DOCUMENT SEGMENT:
+ + +

Well I can explain how a watch keeps time, but don't know a thing about designing parts or tooling. Together we may just be unstoppable.
 
One book that I really recommend is The Art of Electronics. It explains, in great detail yet in words that the average engineer can understand, much about how and why you do many things in electronics. For me, even though I read it 10+ years out of school, it filled in a lot of the missing gaps in my education and left me with the feeling of, "Ah, now I get finally it". I also think that book, coupled with Howard Johnson's High Speed Digital Design really helped me to become better at design.


 
So what kind of jobs do you guys who are doing all this math have?

I have been working for almost 16 years now and I can count on one hand then number of times I have solved a differential equation for work. I use math quite regularly, but most of it is HS level algebra done with Mathcad or Excel. I do a lot of analysis, but even there, the computer is doing all the math.
 
FFT? I use programs like LABVIEW and MATLAB for that, so while I use things like FFT all the time, I don't touch the math part of it. Same thing with shock response spectra. I don't use the convolution integral to find the SRS, I simply plug the time history data into a program and it spits out a shock spectrum.
 
There are lots of people out there like you, that are not able to design. Unfortunately, many of them are employed as designers.
 
TheTick...well said. LPS for you.

Ron
 
Mike,

That book was our textbook for Junior level Aero Lab classes. Came in handy a few times.
 
I use math for work. I also agree that we learned so much math in school so we would understand what all the equations mean. Just because I plug and chug manning's equation in excel doesn't mean I shouldn't know how to do that by hand using a calculator.

For the OP, besides asking questions, I always found it useful to ask why they did something a certain way. And probably even bothered the person more as I then asked something related to those questions so I could get a good understanding of how the topic worked together. I also could assume you just need more experience in whatever you aren't understanding.

My favorite quote from a project manager was the more someone tells you they know everything, the more they don't know anything.

Civil Development Group, LLC
Los Angeles Civil Engineering specializing in Hillside Grading
 
"So what kind of jobs do you guys who are doing all this math have?"

Vehicle dynamics development (ride and handling in the old money).

+ + +

DATA:
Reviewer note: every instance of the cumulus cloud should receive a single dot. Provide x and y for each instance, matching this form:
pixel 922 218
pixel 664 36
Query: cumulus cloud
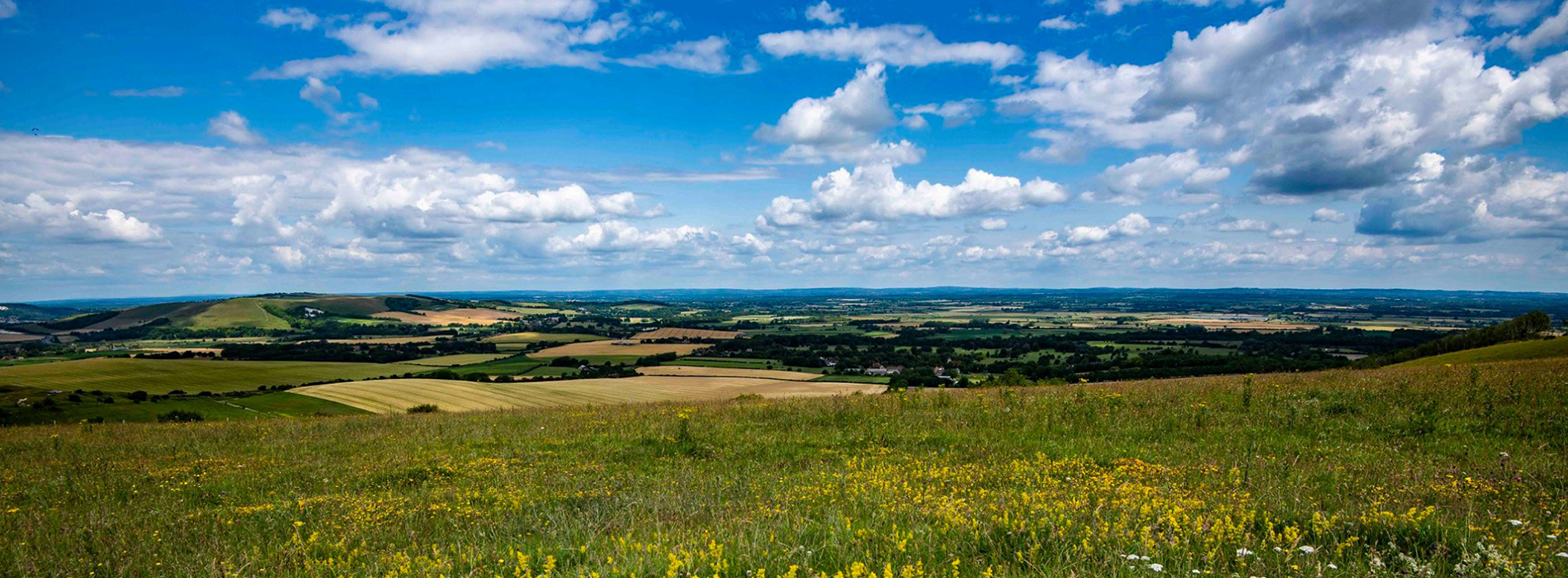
pixel 954 113
pixel 324 203
pixel 292 17
pixel 1550 31
pixel 1468 200
pixel 160 92
pixel 895 45
pixel 456 36
pixel 1060 22
pixel 825 13
pixel 706 55
pixel 64 222
pixel 844 126
pixel 874 193
pixel 234 128
pixel 620 238
pixel 1137 179
pixel 1317 96
pixel 1329 216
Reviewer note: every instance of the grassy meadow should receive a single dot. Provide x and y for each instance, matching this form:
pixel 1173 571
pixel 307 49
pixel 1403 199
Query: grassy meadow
pixel 163 376
pixel 1405 471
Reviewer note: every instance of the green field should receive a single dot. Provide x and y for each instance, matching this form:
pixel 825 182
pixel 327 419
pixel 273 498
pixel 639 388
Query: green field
pixel 234 313
pixel 456 360
pixel 1404 471
pixel 193 376
pixel 1534 349
pixel 280 404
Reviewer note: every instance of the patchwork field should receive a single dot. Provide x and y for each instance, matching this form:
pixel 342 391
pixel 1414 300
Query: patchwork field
pixel 456 360
pixel 397 396
pixel 695 371
pixel 1534 349
pixel 163 376
pixel 460 316
pixel 686 334
pixel 616 348
pixel 1407 471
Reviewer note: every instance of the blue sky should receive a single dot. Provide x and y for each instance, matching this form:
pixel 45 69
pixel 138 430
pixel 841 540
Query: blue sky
pixel 421 144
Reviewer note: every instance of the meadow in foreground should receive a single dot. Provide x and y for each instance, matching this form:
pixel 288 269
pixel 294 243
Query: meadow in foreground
pixel 1438 471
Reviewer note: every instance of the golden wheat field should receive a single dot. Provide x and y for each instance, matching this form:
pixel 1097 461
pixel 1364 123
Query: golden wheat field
pixel 399 395
pixel 695 371
pixel 616 348
pixel 686 334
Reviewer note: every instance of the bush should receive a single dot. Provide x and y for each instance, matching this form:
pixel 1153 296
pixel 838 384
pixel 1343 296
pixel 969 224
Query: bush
pixel 181 417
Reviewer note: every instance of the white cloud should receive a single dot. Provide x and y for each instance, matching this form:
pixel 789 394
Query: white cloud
pixel 1137 179
pixel 160 92
pixel 1329 216
pixel 895 45
pixel 824 13
pixel 954 113
pixel 993 224
pixel 1338 96
pixel 706 55
pixel 1550 31
pixel 66 222
pixel 1471 198
pixel 874 193
pixel 1132 225
pixel 295 17
pixel 234 128
pixel 618 238
pixel 1060 22
pixel 460 36
pixel 844 126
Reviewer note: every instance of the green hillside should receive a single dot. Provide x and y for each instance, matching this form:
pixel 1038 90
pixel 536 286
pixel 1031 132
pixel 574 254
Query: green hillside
pixel 1534 349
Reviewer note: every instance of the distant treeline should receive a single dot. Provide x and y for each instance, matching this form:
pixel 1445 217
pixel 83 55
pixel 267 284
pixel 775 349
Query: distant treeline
pixel 322 351
pixel 1523 327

+ + +

ABOUT THIS TASK:
For each statement, say yes or no according to whether it agrees with the forum excerpt, and quote the words of the excerpt that decide it. (a) The contributor who uses FFT works through its math by hand. (b) The excerpt recommends The Art of Electronics. (c) One contributor runs Manning's equation in Excel.

RESPONSE:
(a) No: "while I use things like FFT all the time, I don't touch the math part of it."
(b) Yes: "One book that I really recommend is The Art of Electronics."
(c) Yes: "I plug and chug manning's equation in excel"